§ BLOCO DE TEXTO
:::::
A Lusa tentou obter reações por parte dos porta-vozes da polícia, mas nenhum quis prestar comentários, referindo apenas não ter conhecimento de qualquer ordem para que, quem vista as camisolas, seja abordado. Nas duas entradas da rua do CIP estavam agentes da polícia, fardados, mas ao serem abordados pela Lusa recusaram também fazer qualquer comentário.

“Quatro agentes da polícia chamaram-nos e pediram-nos que removessemos as camisetas”, contou à Lusa, Borges Nhamire, membro do CIP, abordado numa das ruas do bairro de Sommerschield, juntamente com a colega, Fátima Mimbire. Ambos contra-argumentaram e seguiram caminho sem retirar a camisola “Eu não pago”, até porque nem tinham outra roupa interior, sublinhou.

Aos dois, os polícias disseram ter ordens superiores para não deixar ninguém vestir aquela peça de vestuário e disseram que a ação tinha como objetivo “evitar distúrbios, evitar incentivar as pessoas à manifestação, algo assim”, referiu Mimbire.

“Eles tinham camisetas já recolhidas no carro. Pedimos que as devolvessem, mas recusaram e disseram que a maioria já tinha seguido para o comando da polícia da cidade”, acrescentou Borges Nhamire, que classifica o sucedido como “uma grande instrumentalização da polícia”. Como resultado, os membros do CIP passaram a alertar quem saía da sede a esconder a camisola da campanha ou a estar preparado para ter que argumentar com a polícia para seguir caminho.
:::::
§ LISTA DE DADOS

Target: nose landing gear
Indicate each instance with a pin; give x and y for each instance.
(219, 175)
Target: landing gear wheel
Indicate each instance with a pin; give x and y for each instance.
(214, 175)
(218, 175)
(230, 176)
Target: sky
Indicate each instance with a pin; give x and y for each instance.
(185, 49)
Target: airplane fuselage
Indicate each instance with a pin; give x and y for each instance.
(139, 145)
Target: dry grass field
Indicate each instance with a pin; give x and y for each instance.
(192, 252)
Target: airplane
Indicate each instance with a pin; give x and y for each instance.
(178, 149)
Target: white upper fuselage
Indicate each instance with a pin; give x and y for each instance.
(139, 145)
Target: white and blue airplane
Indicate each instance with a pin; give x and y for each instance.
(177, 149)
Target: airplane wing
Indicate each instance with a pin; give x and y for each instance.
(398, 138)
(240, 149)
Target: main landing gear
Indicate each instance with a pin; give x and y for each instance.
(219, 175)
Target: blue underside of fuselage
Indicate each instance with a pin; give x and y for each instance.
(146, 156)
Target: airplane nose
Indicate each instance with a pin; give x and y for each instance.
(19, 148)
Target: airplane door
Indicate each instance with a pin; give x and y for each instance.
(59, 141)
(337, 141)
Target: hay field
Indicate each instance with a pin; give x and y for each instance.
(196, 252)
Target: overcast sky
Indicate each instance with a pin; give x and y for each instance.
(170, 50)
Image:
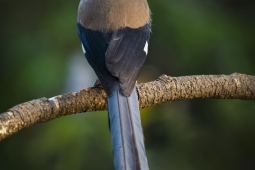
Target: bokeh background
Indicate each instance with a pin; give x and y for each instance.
(41, 56)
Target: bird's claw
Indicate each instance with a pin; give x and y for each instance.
(97, 83)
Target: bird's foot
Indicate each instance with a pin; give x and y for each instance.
:::::
§ LISTA DE TAREFAS
• A. Responda às perguntas seguintes sobre o texto acerca da polícia e das camisolas do CIP:
(i) Quantos agentes da polícia chamaram Borges Nhamire e Fátima Mimbire?
(ii) Em que bairro foi Borges Nhamire abordado?
(iii) Segundo Borges Nhamire, para onde já tinha seguido a maioria das camisetas recolhidas?
• B. Apresente a continuação do texto acerca da polícia e das camisolas do CIP, a partir do ponto em que termina.
Os itens não têm qualquer relação com o texto.

§ RESPOSTAS DO EXERCÍCIO
• A.
(i) Quatro agentes.
(ii) No bairro de Sommerschield.
(iii) Para o comando da polícia da cidade.

• B.
Segundo Edson Cortez, a organização está ainda a refletir sobres os passos seguintes, mas, no imediato, a prioridade passa por evitar que quem adere à campanha, na sede, seja confrontado pela polícia. “É uma atuação desmesurada da polícia que, a mando das pessoas que se sentem incomodadas por esta campanha, chegam ao ponto de violar direitos do cidadão”, sublinhou.

A campanha “Eu não pago” arrancou com mil t-shirts e, segundo o diretor-executivo do CIP, estimava-se que cerca de 500 pessoas já tenham passado até esta segunda-feira nas instalações a levantá-las, sendo algumas dessas pessoas polícias, acrescentou. Está previsto que outros parceiros se associem à iniciativa para a campanha ganhar dimensão nacional.

O ex-ministro das Finanças de Moçambique, Manuel Chang, três ex-banqueiros do Credit Suisse e um intermediário da Privinvest foram detidos em diferentes países desde 29 de dezembro a pedido da justiça norte-americana. De acordo com a acusação, as dívidas ocultas garantidas pelo Estado moçambicano entre 2013 e 2014 para três empresas de pesca e segurança marítima terão servido de base para um esquema de corrupção e branqueamento de capitais com vista ao enriquecimento de vários suspeitos.